__TO DO__:
Pictures stay out; everything else in the records below is copied exactly.

__ENTRIES__:
# # # #

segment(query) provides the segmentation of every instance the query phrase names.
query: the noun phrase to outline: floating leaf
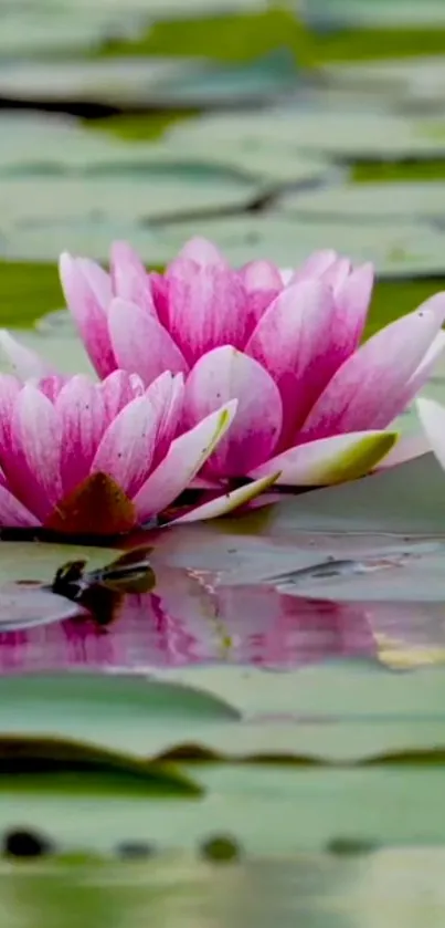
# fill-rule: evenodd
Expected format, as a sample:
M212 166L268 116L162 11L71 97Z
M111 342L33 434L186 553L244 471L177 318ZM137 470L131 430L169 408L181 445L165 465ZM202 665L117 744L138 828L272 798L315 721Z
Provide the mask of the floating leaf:
M180 731L233 724L230 701L190 687L131 677L31 675L0 678L8 700L0 708L0 732L83 741L148 757L156 743L171 743Z
M15 779L19 778L19 781ZM95 790L131 795L200 795L193 781L160 762L142 762L72 741L0 736L0 792Z
M45 528L67 535L113 538L135 522L135 508L120 487L106 473L93 473L57 503Z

# # # #

__SOLUTION TO THIS PROBLEM__:
segment(query) provides the segmentation of every instance the query phrase names.
query: the noun phrase to outline: floating leaf
# fill-rule: evenodd
Expected format, as a sample:
M212 166L268 116L162 11L71 97Z
M111 342L33 434L186 553L244 471L177 318ZM137 470L131 430L169 408L181 445L165 465ZM202 665L117 744L138 828L272 798L315 721Z
Provide the mask of the floating leaf:
M180 731L233 724L230 701L190 687L131 677L31 675L0 678L8 700L0 708L0 732L83 741L148 757L156 743L171 743Z
M15 779L19 778L19 781ZM95 790L131 795L200 795L193 781L160 762L142 762L72 741L0 736L0 792Z
M45 528L67 535L113 538L135 522L135 508L120 487L106 473L93 473L57 503Z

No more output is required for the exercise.